▸ **Document passage**:
···

Behind India's sudden mock drill - war jitters or political theater? Analysis of Modi govt's civil defence exercise and its consequences.

First major mock drill since 1971 war sparks debate: Is India preparing civilians for conflict or stoking war fears for politics?

Representative photo by Kunal Saha on Unsplash

Prime Minister Narendra Modi‘s federal government in India has declared that it will conduct a mock drill in the country from Wednesday, May 7, lasting up to seven days across several locations, to assess civil-defence preparedness, rehearse evacuations and blackouts.

The Ministry of Home Affairs, under Mr Modi’s trusted lieutenant, the Union Home Minister Amit Shah, has been tasked with conducting the mock drill across 244 civil-defence districts of India’s chosen states.

The civil-defence districts differ from administrative districts and fall under state jurisdiction.

Officials claim the mock drill will help evaluate civil-defence preparedness.

Officials stated that the measures include the operation of Air Raid Warning Sirens and training civilians and students in civil-defence protocols to protect themselves during hostile attacks.

India last practised such drills after the 1971 Bangladesh war.

Reports suggest the measures also include emergency blackout procedures, early camouflaging of vital installations and updating evacuation plans.

···

▸ **Activity**: Can you write out the passage on India's civil-defence mock drill between "The civil-defence districts" and "updating evacuation plans.", inclusive? You won't need the entries.

···

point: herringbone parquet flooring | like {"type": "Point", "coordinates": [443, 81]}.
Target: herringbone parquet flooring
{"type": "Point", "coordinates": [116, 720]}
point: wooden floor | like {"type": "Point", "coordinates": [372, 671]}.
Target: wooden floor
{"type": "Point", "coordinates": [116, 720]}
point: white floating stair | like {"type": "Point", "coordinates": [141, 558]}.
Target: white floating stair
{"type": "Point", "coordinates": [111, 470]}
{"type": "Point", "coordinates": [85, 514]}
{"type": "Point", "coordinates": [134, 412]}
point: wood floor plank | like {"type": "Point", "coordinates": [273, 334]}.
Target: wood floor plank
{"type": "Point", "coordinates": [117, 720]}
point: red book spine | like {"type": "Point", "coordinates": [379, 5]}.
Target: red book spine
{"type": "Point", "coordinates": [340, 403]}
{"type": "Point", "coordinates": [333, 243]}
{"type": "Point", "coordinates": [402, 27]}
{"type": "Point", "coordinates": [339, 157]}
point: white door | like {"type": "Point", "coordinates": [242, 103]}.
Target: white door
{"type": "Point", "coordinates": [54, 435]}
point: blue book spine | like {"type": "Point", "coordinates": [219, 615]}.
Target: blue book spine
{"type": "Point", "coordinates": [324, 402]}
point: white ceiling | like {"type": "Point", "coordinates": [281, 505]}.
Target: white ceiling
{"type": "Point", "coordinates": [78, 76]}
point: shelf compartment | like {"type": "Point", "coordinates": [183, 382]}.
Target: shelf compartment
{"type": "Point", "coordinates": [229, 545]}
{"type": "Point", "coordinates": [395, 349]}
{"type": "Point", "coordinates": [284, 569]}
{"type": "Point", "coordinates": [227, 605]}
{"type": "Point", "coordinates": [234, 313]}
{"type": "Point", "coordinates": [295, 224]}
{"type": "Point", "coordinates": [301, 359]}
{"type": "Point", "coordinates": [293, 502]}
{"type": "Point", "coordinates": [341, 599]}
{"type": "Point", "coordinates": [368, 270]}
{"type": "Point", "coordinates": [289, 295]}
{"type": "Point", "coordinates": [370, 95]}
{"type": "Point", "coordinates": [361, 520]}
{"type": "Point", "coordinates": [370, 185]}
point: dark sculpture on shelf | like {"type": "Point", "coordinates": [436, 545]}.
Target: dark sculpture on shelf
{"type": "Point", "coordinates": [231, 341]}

···

▸ **Solution**:
The civil-defence districts differ from administrative districts and fall under state jurisdiction.

Officials claim the mock drill will help evaluate civil-defence preparedness.

Officials stated that the measures include the operation of Air Raid Warning Sirens and training civilians and students in civil-defence protocols to protect themselves during hostile attacks.

India last practised such drills after the 1971 Bangladesh war.

Reports suggest the measures also include emergency blackout procedures, early camouflaging of vital installations and updating evacuation plans.